-- begin --

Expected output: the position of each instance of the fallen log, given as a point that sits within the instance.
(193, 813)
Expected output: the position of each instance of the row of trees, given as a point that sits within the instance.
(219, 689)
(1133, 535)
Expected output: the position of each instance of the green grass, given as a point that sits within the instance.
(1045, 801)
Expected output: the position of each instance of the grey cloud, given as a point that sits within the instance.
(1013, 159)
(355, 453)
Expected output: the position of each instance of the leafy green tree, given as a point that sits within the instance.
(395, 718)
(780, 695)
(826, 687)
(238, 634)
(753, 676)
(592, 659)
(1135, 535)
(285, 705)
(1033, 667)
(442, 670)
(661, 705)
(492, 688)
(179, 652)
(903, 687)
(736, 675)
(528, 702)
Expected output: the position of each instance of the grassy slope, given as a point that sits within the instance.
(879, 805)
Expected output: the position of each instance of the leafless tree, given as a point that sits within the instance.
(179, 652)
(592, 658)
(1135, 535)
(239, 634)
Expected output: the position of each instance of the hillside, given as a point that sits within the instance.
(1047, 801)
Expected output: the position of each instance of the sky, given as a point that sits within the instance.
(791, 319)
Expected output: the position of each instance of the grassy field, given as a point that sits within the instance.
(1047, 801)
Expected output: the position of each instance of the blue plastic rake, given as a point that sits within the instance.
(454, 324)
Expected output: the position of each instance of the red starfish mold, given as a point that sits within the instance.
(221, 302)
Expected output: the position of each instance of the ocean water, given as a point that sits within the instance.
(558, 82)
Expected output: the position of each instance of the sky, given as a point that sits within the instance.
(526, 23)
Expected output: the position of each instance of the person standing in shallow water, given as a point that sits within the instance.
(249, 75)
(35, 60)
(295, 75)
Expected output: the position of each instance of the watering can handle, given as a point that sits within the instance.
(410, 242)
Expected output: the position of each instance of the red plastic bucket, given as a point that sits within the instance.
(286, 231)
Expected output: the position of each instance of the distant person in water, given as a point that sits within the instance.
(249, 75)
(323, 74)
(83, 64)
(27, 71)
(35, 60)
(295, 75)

-- end --

Write out the part of the data that opens with the line containing "Expected output: the position of each instance of the row" and closes with the line containing "(1045, 801)", both of those lines included, and nothing else.

(RESPONSE):
Expected output: the position of each instance of the row of trees, given as a point that sits within the instance.
(219, 689)
(1133, 535)
Expected output: the position of each instance of the green grass, given as a point that sits within the instance.
(1045, 801)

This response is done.